▶ **SELECTED EXTRACT**:

• • •

Distribution is a mathematical function that refers how values in a dataset are spread or arranged. this can help to understand the patterns and calculates the probabilities of data points occuring.

### **Types of Distributions**

**Discrete Distribution**

A discrete distribution is used for discrete data, where values are distinct and finite.

Example: Number of website visits per day (0, 1, 2, … but not 2.5).

Common Discrete Distributions:
- Bernoulli Distribution: Binary outcome (success/failure, 1/0).
- Binomial Distribution: Number of successes in multiple trials (flipping a coin 10 times).

**Continuous Distribution**

A continuous distribution is used for continuous data, where values can take any number within a range.

Example: Heights of students (160.5 cm, 170.2 cm, etc.).

Common Continuous Distributions:
- Normal Distribution (Gaussian Distribution): Bell-shaped curve, common in nature (e.g., heights, IQ scores).
- Exponential Distribution: Time between random events (e.g., time until a car accident occurs).
- Uniform Distribution: All values have equal probability (e.g., rolling a fair die with values between 1 and 6).

In [None]:
import numpy as np
import matplotlib.pyplot as plt
from scipy.stats import binom, norm

# Creating a figure
plt.figure(figsize=(12, 6))

# Discrete Distribution: Binomial (Example: Flipping a Coin 10 Times)
n, p = 10, 0.5  # 10 trials, 50% success probability
x_binom = np.arange(0, 11)
y_binom = binom.pmf(x_binom, n, p)
plt.subplot(1, 2, 1)
plt.bar(x_binom, y_binom, color='blue', alpha=0.7)

• • •

▶ **MATERIAL**:
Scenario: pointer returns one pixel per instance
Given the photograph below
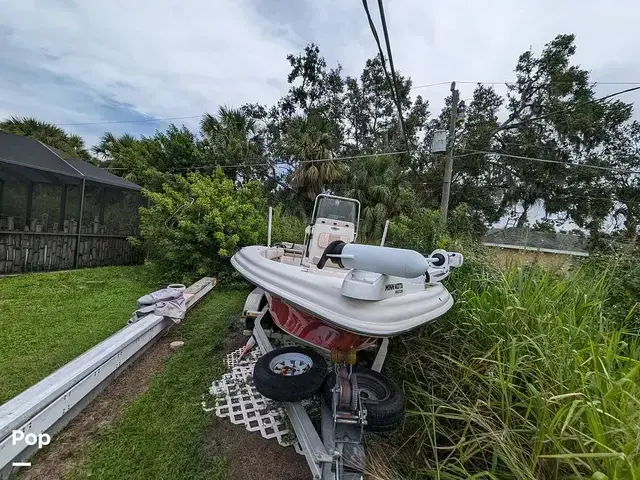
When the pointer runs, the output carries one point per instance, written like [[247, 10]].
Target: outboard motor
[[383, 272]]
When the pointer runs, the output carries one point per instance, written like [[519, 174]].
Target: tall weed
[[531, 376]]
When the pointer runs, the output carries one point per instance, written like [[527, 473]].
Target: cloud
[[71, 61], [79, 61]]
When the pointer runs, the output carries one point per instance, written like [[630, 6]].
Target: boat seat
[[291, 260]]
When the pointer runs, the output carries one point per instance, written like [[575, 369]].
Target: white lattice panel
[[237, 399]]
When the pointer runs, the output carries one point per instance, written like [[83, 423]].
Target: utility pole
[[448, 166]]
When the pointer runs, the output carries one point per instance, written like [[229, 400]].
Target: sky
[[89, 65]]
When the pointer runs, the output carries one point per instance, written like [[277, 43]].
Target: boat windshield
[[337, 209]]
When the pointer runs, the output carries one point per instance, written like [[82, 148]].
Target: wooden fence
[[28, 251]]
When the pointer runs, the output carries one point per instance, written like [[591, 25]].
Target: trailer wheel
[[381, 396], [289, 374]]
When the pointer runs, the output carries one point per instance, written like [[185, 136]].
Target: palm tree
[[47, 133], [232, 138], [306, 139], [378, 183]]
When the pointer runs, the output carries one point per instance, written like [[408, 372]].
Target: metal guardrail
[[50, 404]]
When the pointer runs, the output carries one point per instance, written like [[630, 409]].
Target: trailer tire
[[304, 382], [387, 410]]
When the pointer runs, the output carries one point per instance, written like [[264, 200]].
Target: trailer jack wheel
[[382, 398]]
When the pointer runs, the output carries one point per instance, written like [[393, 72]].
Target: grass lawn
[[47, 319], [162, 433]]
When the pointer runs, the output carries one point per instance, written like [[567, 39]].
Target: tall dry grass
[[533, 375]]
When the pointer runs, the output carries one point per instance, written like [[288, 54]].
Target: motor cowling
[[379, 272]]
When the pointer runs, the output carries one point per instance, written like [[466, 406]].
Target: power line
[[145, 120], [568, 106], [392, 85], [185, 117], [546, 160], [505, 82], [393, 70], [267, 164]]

• • •

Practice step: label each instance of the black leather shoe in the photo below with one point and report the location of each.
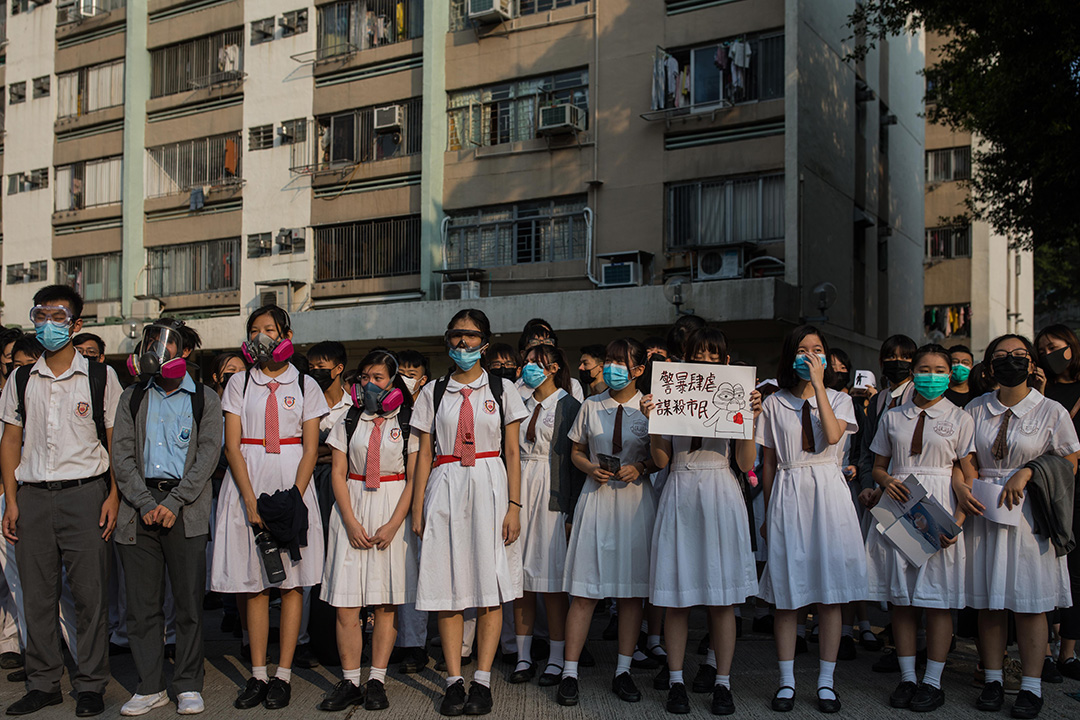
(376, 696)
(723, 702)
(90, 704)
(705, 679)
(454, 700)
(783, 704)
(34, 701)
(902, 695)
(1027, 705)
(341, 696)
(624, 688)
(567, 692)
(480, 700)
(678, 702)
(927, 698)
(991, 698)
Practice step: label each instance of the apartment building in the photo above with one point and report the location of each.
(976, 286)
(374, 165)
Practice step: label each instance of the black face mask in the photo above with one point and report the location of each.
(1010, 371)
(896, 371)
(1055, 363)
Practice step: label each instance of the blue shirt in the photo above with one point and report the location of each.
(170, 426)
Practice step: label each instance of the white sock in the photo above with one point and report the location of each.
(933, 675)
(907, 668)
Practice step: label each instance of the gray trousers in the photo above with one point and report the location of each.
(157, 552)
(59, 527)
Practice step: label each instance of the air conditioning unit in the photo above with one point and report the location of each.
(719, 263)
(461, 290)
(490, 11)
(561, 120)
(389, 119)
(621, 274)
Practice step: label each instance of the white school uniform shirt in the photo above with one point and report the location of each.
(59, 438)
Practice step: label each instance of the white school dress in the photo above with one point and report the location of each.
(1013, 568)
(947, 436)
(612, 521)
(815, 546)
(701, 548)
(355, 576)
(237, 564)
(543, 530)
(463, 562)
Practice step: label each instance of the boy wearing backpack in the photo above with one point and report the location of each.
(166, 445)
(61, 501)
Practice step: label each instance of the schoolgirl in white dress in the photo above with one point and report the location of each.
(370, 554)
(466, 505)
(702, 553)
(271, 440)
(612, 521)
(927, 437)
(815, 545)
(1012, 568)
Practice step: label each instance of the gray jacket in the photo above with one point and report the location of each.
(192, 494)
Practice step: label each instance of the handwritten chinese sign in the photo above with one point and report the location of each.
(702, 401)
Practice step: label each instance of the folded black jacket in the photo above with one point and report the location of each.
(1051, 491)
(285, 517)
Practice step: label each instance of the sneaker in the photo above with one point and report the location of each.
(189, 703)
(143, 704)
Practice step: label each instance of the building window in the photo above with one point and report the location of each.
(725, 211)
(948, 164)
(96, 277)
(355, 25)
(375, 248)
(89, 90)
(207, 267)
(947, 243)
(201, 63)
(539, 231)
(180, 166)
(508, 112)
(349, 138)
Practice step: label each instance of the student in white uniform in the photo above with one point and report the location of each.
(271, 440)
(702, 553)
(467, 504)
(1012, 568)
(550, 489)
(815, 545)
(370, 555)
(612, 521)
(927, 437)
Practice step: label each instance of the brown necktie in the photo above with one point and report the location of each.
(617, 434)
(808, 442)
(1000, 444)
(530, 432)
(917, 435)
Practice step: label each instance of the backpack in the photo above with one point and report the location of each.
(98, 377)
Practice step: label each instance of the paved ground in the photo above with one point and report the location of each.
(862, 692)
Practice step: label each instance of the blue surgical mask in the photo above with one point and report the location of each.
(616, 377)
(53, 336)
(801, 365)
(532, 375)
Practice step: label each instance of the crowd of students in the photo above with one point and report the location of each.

• • •

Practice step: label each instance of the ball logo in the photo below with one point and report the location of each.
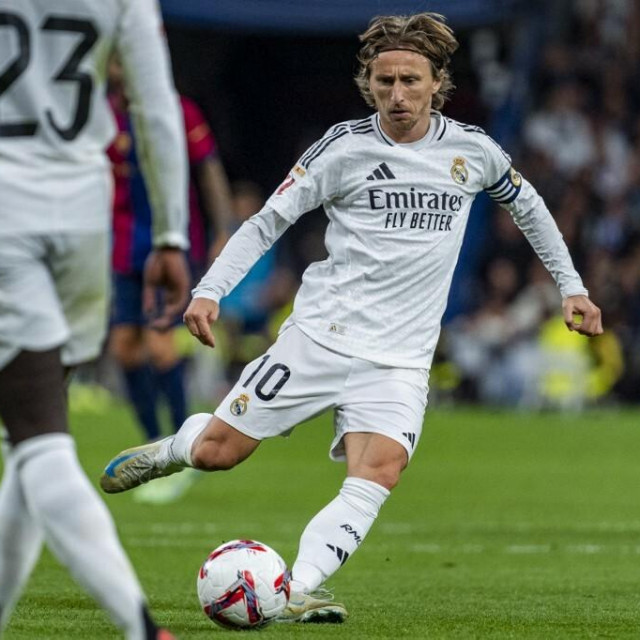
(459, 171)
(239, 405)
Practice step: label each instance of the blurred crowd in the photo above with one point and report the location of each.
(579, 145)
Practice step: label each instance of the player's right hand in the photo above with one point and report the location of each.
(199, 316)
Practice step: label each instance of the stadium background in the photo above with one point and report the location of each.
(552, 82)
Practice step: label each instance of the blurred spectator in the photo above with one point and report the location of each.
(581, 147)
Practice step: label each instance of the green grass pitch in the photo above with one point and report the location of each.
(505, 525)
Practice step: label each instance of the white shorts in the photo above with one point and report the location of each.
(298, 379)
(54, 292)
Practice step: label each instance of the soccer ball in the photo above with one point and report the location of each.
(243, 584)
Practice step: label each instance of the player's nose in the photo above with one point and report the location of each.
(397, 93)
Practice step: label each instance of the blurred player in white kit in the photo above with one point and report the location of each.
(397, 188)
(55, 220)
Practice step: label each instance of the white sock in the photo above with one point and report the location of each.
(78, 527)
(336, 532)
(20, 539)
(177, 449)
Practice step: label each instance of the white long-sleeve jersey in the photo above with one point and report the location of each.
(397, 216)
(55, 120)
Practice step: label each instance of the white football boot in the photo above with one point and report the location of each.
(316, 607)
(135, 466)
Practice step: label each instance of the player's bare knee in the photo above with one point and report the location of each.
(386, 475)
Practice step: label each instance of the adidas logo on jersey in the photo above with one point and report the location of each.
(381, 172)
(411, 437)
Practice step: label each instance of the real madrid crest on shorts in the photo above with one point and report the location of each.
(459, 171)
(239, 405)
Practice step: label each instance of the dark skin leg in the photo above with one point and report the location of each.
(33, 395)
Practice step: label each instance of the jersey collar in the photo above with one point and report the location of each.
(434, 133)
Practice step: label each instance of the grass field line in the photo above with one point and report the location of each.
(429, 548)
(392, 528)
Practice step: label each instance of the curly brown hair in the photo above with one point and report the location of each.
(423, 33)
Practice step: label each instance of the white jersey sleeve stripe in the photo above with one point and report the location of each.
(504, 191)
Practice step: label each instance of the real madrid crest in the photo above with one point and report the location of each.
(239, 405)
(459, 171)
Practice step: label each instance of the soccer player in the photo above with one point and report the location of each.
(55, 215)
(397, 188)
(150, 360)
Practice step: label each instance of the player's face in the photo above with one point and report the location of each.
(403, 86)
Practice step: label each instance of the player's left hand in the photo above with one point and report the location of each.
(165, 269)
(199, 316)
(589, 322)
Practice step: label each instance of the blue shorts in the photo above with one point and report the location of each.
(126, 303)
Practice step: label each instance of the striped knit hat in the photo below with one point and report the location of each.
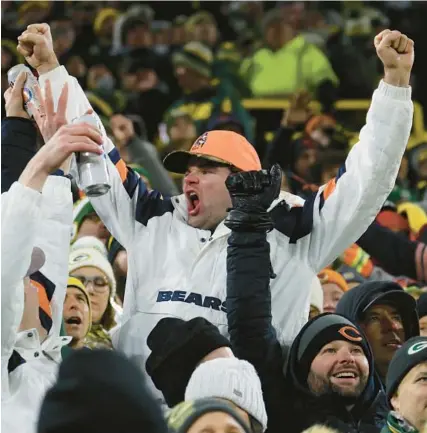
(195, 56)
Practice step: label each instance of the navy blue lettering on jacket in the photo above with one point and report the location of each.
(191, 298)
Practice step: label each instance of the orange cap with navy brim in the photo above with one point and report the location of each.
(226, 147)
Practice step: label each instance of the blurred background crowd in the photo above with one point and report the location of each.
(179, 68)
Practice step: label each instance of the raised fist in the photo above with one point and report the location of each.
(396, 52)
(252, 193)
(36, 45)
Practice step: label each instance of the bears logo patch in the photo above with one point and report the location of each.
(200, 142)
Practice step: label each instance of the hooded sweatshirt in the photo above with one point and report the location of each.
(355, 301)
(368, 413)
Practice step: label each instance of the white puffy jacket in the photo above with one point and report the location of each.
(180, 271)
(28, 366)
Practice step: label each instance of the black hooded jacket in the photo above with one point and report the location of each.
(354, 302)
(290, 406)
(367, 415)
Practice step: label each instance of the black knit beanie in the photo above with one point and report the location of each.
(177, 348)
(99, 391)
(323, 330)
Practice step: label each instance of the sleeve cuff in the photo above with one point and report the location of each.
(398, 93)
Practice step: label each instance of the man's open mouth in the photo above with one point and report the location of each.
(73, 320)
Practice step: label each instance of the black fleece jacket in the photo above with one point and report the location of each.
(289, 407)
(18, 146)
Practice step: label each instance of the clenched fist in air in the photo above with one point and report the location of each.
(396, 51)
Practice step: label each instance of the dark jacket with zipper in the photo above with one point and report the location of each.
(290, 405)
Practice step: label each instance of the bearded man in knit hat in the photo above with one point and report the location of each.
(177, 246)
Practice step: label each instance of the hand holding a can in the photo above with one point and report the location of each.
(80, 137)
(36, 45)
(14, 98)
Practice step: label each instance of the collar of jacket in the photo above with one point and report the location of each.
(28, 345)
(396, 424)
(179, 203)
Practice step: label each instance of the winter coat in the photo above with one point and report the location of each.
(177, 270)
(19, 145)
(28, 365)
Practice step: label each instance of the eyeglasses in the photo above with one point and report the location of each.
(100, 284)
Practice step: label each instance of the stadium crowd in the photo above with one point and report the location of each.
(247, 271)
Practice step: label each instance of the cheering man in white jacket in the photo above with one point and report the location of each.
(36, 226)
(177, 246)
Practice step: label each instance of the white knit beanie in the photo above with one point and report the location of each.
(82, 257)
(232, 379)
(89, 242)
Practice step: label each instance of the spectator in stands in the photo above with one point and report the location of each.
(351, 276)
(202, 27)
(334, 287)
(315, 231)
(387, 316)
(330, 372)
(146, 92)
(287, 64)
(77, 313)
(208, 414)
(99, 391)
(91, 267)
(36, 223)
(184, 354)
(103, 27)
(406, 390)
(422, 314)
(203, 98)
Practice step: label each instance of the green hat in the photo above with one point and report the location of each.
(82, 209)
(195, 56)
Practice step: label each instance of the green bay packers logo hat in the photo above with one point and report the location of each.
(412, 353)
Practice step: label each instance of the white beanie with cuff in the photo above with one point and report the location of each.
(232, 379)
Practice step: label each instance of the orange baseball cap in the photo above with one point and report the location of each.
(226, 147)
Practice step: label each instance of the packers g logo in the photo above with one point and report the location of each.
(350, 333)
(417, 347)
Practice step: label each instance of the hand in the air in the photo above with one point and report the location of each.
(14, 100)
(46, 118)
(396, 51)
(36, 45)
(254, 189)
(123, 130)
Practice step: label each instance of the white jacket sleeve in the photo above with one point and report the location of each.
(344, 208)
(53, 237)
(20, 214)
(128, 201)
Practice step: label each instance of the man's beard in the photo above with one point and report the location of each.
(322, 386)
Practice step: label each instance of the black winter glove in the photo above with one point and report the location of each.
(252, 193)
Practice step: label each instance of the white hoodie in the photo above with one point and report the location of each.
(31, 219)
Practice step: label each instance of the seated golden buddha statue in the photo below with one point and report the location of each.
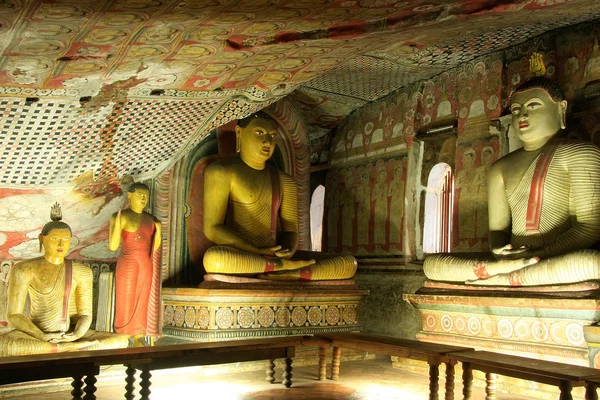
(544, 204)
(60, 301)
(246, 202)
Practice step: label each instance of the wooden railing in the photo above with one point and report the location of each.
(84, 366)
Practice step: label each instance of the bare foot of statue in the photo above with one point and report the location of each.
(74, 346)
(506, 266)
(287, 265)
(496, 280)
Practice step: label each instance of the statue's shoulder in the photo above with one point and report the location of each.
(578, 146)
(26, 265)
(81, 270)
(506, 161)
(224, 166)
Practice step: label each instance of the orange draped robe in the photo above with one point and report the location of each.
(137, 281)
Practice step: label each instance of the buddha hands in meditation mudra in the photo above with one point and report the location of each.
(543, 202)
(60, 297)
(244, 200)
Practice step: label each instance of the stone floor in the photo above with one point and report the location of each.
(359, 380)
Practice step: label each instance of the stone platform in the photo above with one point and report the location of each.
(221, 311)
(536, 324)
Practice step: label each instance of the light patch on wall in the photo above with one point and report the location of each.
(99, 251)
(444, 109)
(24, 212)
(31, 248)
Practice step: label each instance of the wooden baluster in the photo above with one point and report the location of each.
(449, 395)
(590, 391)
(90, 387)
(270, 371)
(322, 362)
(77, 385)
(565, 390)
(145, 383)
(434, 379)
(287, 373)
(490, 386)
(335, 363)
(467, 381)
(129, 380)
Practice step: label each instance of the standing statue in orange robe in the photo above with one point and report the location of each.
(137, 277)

• • •

▶ **EXERCISE BRIEF**: Reproduce the full text on data distributions word for word, with nothing added or left out. The records were drawn from a separate source.

▶ **RESPONSE BELOW**:
Distribution is a mathematical function that refers how values in a dataset are spread or arranged. this can help to understand the patterns and calculates the probabilities of data points occuring.

### **Types of Distributions**

**Discrete Distribution**

A discrete distribution is used for discrete data, where values are distinct and finite.

Example: Number of website visits per day (0, 1, 2, … but not 2.5).

Common Discrete Distributions:
- Bernoulli Distribution: Binary outcome (success/failure, 1/0).
- Binomial Distribution: Number of successes in multiple trials (flipping a coin 10 times).

**Continuous Distribution**

A continuous distribution is used for continuous data, where values can take any number within a range.

Example: Heights of students (160.5 cm, 170.2 cm, etc.).

Common Continuous Distributions:
- Normal Distribution (Gaussian Distribution): Bell-shaped curve, common in nature (e.g., heights, IQ scores).
- Exponential Distribution: Time between random events (e.g., time until a car accident occurs).
- Uniform Distribution: All values have equal probability (e.g., rolling a fair die with values between 1 and 6).

In [None]:
import numpy as np
import matplotlib.pyplot as plt
from scipy.stats import binom, norm

# Creating a figure
plt.figure(figsize=(12, 6))

# Discrete Distribution: Binomial (Example: Flipping a Coin 10 Times)
n, p = 10, 0.5  # 10 trials, 50% success probability
x_binom = np.arange(0, 11)
y_binom = binom.pmf(x_binom, n, p)
plt.subplot(1, 2, 1)
plt.bar(x_binom, y_binom, color='blue', alpha=0.7)